--- Предложенный отрывок ---
◇ ◇ ◇ ◇ ◇ ◇ ◇

А ещё – бесконечные фантазии и выдумки, а также – приведение цитат малограмотным послушницам то из советского кинематографа, то из художественной литературы. Можно было бы ожидать, что неофитка (хотя какая из Дашеньки неофитка? – туристка!) к концу текста станет иной, переродится. Увы, этого не происходит. А настоящая неофитка, которая попадается в тексте, – это Аля, девочка двадцати лет, иногда «зависающая», что-то обдумывающая. Но Дашенька воспринимает её как блаженную.

Андрей Пермяков, номинировавший «Великий пост», писал (авторский синтаксис сохранён):

«Когда человек православный, но в целом далёкий от церковной жизни в её полном объёме живёт на послушании в монастыре весь период Великого поста, в его взгляде на мир изменяется многое. А будучи писателем несомненно очень талантливым, Дарья Верясова транслирует этот опыт нам, тем, для кого монастырская жизнь – по-прежнему экзотика или нечто анахронистическое».

Самое главное слово во всём этом пассаже – экзотика. Верясова ли, её ли выдуманная героиня – неважно! – относится к монастырской жизни исключительно как к туристической поездке. Или к игре, к приключенческому квесту. Особенно драматично это смотрится в виде текста молодого писателя. Захотелось нового опыта – почему бы не окунуться в закрытый приходской мир? Можно ли представить себе серьёзного писателя, отправившегося в условную Оптину пустынь, чтобы прожить какое-то время в тишине и благодати, а, приехав на место, занимающегося своими делами – дневниками, стихами, прозой? Или писателя, который просто решил отдохнуть от суетного мира? Как-то не получается. Может быть, это задумка Верясовой – показать простушку? Такую тривиальную и простую. Которая, действительно, сама не осознаёт, что она забыла в монастыре? Увы, это предположение не работает.
Если что-то удивительное случается, то мельком и просто:

«А вечером в храме был Кто-то. Огонь на свечах и лампадах заколебался и вдруг резко стало холодно и страшно-не страшно, но чудно. И такое ощущение, что только руку протяни – ухватишь этот плотный воздух за бороду. Говорят, что Бог повсюду, а так изящно и с выдумкой появляются ангелы, но я утверждать не берусь. Просто это было».

◇ ◇ ◇ ◇ ◇ ◇ ◇

--- Записи для работы ---
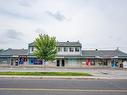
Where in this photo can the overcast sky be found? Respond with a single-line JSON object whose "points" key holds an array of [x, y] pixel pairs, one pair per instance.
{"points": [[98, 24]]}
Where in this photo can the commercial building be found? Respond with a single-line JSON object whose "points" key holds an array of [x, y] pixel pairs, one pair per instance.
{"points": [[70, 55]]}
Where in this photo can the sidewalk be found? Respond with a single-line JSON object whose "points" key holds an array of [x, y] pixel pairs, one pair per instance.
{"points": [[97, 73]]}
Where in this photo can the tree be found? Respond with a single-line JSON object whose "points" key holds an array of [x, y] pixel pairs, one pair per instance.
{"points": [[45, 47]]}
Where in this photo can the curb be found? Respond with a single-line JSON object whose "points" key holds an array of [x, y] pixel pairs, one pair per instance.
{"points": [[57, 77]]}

◇ ◇ ◇ ◇ ◇ ◇ ◇

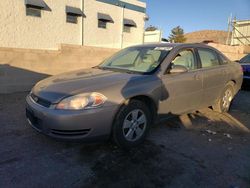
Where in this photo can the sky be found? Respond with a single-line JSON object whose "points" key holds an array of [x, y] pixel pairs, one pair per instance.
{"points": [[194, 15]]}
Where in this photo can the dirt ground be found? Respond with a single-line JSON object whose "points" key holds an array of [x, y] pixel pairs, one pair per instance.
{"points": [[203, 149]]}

◇ ◇ ◇ ◇ ◇ ◇ ◇

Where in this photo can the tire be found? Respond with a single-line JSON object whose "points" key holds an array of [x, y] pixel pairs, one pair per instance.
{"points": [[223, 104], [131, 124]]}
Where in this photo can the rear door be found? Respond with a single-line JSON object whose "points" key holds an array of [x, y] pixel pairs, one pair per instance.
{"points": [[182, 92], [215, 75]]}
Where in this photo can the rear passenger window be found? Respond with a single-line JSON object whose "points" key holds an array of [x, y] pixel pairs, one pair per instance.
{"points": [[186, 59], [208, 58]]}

◇ ◇ ◇ ◇ ◇ ◇ ◇

--- Короткое задание 1 ---
Повторите слово в слово кусок текста о «Великом посте» от слов «Самое главное слово» до слов «предположение не работает.» включительно.
--- Короткое задание 2 ---
Найдите в записях все строки со словом «rear» и выпишите их целиком.

--- Готовое решение 1 ---
Самое главное слово во всём этом пассаже – экзотика. Верясова ли, её ли выдуманная героиня – неважно! – относится к монастырской жизни исключительно как к туристической поездке. Или к игре, к приключенческому квесту. Особенно драматично это смотрится в виде текста молодого писателя. Захотелось нового опыта – почему бы не окунуться в закрытый приходской мир? Можно ли представить себе серьёзного писателя, отправившегося в условную Оптину пустынь, чтобы прожить какое-то время в тишине и благодати, а, приехав на место, занимающегося своими делами – дневниками, стихами, прозой? Или писателя, который просто решил отдохнуть от суетного мира? Как-то не получается. Может быть, это задумка Верясовой – показать простушку? Такую тривиальную и простую. Которая, действительно, сама не осознаёт, что она забыла в монастыре? Увы, это предположение не работает.

--- Готовое решение 2 ---
Where in this photo can the rear door be found? Respond with a single-line JSON object whose "points" key holds an array of [x, y] pixel pairs, one pair per instance.
Where in this photo can the rear passenger window be found? Respond with a single-line JSON object whose "points" key holds an array of [x, y] pixel pairs, one pair per instance.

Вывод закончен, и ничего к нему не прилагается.